Return every line of the listing below that contains the word "window", matching case exactly.

Items from a labeling collection:
++++
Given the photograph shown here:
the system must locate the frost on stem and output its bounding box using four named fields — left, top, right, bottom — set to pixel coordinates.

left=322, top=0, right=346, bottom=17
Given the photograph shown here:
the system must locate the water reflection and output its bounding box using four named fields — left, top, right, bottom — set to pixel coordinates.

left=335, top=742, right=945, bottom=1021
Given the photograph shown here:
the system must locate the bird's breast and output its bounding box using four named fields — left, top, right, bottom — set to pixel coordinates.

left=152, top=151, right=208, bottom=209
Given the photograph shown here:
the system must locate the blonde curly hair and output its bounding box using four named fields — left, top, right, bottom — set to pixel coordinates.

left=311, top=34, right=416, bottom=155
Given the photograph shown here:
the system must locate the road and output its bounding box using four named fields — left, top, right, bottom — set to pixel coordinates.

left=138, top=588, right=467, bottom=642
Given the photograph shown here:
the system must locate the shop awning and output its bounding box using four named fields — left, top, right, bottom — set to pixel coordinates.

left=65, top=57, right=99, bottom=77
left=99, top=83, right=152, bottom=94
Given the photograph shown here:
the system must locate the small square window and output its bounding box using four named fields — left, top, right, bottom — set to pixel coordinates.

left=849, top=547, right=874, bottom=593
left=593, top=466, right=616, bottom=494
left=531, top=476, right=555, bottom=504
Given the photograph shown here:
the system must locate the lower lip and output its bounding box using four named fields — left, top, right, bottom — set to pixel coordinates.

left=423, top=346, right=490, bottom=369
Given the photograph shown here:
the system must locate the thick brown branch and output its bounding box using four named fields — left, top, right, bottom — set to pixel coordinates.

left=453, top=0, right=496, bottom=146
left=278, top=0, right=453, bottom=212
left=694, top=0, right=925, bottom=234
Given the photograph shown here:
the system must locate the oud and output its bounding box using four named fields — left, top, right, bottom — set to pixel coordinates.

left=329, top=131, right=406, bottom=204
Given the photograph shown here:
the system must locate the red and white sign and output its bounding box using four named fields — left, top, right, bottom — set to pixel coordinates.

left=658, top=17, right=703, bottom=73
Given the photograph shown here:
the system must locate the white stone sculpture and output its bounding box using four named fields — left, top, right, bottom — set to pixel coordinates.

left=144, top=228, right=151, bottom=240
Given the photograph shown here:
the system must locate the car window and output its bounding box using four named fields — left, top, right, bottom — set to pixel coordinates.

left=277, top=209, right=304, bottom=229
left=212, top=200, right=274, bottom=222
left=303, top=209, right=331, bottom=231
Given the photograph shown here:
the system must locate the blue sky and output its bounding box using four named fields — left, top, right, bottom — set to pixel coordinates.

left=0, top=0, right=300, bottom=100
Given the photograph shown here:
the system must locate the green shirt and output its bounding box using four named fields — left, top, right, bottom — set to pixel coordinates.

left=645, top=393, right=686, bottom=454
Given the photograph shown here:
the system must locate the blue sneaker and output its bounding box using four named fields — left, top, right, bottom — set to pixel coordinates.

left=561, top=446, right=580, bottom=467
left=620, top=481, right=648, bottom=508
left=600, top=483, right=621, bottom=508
++++
Final result:
the system must locate the small square window and output its bounding box using four named fields — left, top, right, bottom — set to pixel coordinates.
the system must locate the car window and output its bounding box using four named fields — left, top, right, bottom — set to pixel coordinates.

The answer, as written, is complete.